SUPPLIED INFORMATION:
▬▬▬▬▬▬▬▬▬▬

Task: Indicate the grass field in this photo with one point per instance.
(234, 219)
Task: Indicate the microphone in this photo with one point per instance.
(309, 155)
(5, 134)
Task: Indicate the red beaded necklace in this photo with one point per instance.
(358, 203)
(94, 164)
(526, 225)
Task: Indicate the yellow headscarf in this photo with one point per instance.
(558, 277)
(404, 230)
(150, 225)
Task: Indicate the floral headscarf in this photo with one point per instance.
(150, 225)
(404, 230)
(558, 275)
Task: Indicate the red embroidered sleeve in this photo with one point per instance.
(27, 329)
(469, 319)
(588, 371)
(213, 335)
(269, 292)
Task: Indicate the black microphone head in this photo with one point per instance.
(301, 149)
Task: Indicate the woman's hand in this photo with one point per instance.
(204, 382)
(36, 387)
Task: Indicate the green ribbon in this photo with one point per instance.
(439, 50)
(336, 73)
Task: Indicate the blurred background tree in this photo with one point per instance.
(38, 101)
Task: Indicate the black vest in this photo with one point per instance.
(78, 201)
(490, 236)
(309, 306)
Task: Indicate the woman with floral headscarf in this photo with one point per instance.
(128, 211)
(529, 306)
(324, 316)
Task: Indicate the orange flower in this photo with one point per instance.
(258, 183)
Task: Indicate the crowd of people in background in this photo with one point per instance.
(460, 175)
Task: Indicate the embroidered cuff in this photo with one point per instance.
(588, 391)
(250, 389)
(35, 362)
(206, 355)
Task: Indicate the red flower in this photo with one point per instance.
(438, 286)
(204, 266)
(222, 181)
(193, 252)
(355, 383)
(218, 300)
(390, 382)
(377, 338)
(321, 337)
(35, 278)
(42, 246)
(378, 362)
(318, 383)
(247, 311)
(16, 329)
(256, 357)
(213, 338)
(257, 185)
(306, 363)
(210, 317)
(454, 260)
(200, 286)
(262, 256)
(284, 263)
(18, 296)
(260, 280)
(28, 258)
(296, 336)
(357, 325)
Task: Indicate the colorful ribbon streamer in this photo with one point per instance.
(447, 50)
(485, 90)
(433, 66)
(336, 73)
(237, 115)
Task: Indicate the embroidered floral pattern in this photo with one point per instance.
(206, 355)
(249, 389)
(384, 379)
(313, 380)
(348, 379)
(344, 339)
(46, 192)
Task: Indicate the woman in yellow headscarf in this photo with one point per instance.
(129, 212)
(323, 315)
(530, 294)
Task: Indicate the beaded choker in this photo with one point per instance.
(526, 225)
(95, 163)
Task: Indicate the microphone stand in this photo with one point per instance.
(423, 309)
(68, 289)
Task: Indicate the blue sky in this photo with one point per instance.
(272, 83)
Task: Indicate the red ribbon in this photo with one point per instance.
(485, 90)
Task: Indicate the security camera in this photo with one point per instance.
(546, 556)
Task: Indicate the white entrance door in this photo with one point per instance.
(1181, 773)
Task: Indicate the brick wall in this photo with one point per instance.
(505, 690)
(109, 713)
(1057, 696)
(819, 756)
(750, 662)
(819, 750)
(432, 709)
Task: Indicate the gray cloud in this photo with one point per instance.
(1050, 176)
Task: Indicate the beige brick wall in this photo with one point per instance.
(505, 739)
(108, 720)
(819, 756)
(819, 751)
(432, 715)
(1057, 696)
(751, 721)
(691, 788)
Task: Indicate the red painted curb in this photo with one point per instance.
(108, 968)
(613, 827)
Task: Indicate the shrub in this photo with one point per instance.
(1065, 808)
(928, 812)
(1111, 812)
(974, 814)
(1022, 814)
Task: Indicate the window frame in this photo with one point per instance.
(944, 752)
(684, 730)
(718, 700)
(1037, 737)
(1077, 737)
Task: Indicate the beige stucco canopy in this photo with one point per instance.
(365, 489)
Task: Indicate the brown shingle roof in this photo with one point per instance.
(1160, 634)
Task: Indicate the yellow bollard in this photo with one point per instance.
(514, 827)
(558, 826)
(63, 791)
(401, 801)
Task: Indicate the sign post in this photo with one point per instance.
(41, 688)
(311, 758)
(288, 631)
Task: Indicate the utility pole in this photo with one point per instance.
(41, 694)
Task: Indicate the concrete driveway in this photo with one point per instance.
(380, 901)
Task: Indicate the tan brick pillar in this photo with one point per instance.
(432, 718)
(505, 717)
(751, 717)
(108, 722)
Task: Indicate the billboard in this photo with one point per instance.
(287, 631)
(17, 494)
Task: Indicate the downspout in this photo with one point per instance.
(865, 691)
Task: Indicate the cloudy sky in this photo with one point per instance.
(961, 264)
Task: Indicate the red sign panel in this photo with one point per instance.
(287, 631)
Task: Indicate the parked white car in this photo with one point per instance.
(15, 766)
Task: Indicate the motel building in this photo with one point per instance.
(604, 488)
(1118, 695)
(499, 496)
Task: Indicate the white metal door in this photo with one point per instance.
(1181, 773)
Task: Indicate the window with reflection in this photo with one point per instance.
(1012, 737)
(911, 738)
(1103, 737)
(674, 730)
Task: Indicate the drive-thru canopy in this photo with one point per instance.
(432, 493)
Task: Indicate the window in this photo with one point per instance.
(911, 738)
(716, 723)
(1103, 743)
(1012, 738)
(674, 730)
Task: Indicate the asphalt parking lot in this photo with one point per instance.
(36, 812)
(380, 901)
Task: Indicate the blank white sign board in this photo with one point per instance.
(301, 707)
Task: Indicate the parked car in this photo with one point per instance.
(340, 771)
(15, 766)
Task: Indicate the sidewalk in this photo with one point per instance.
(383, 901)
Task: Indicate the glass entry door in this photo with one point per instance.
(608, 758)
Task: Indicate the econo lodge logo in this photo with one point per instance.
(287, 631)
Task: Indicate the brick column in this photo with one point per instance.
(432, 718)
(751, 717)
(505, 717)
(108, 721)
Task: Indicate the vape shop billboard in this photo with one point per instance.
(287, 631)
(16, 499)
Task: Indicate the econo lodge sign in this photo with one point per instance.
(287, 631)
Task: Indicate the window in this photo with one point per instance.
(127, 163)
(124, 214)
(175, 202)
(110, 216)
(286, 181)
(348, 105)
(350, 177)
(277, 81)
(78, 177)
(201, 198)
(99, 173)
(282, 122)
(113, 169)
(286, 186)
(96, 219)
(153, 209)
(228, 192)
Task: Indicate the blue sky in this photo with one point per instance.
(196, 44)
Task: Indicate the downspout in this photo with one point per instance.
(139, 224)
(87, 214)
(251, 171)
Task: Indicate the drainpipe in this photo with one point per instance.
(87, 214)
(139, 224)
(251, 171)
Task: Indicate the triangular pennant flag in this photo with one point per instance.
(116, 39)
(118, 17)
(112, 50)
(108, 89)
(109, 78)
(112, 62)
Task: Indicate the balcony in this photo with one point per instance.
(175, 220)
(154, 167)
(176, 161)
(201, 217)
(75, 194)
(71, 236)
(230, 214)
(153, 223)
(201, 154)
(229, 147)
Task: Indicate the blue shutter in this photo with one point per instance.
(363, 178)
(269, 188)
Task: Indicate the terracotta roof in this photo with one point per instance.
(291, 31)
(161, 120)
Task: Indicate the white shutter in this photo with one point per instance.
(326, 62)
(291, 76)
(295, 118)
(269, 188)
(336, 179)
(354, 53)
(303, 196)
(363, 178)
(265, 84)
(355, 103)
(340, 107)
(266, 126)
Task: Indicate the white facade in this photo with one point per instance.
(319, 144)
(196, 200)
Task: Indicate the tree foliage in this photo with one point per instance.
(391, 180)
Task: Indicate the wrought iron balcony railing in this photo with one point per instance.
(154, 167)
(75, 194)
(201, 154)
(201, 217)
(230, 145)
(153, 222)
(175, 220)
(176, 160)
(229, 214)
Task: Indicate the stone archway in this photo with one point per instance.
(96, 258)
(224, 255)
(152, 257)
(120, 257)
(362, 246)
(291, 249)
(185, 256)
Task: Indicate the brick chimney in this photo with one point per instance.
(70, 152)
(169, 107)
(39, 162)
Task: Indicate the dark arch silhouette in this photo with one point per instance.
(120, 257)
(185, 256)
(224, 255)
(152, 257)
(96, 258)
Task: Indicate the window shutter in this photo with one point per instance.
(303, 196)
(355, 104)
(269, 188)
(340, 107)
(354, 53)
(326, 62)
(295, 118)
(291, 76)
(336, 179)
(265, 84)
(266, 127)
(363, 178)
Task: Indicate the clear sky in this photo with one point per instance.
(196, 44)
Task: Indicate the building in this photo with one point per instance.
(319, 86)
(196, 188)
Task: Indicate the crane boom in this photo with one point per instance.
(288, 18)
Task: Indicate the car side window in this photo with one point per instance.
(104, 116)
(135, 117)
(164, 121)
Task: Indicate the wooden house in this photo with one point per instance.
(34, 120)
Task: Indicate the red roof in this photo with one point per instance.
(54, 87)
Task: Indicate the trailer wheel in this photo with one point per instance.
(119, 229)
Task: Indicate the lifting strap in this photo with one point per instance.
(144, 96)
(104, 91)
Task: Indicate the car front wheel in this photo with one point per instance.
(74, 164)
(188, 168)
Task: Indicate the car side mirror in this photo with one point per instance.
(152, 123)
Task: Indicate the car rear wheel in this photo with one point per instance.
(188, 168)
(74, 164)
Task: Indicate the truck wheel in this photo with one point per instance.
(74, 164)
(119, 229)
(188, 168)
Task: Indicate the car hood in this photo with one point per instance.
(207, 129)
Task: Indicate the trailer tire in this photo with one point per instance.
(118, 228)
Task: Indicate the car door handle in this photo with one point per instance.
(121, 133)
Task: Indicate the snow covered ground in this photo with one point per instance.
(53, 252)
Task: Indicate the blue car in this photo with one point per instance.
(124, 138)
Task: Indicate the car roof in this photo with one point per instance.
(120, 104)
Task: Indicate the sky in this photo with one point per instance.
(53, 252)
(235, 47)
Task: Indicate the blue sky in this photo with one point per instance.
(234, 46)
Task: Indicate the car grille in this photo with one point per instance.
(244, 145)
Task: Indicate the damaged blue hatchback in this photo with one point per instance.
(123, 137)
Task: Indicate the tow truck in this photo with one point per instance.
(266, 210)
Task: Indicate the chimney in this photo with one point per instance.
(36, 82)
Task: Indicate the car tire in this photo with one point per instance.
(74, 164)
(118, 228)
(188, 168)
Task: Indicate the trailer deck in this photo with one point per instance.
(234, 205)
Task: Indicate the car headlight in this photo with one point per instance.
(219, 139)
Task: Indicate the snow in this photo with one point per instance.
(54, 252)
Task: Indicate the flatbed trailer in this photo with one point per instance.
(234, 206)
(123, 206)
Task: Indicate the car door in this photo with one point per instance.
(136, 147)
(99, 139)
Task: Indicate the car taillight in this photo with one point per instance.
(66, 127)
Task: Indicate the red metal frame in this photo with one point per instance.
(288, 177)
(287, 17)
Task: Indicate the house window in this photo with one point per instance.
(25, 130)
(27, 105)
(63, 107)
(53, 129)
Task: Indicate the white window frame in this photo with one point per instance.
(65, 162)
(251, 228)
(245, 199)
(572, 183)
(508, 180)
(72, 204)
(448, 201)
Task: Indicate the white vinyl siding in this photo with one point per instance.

▬▬▬▬▬▬▬▬▬▬

TASK DETAILS: Write out, word for word, the line containing "Task: Indicate the car tire" and every line after it to the end of the data above.

OUTPUT OF THE TASK:
Task: Indicate the car tire in this photo with one point per instance.
(74, 164)
(118, 228)
(188, 168)
Task: Indicate the trailer deck in this photo with one point per instance.
(234, 205)
Task: Indicate the car headlight in this photo with one point per instance.
(219, 139)
Task: Indicate the snow in this photo with one point per instance.
(54, 252)
Task: Indicate the flatbed trailer in this photo with one point per instance.
(234, 206)
(123, 206)
Task: Indicate the car door in this photo with one point per instance.
(136, 147)
(99, 139)
Task: Indicate the car taillight in this photo with one point per instance.
(66, 127)
Task: Indicate the red metal frame in this photo with one point per instance.
(288, 177)
(287, 17)
Task: Indicate the house window in this photo with one point per instance.
(25, 130)
(27, 105)
(63, 107)
(53, 129)
Task: Indicate the white window frame in this photo with one point per instance.
(65, 162)
(251, 228)
(245, 199)
(572, 183)
(508, 180)
(72, 204)
(448, 201)
Task: Indicate the white vinyl siding in this photo with one point per instance.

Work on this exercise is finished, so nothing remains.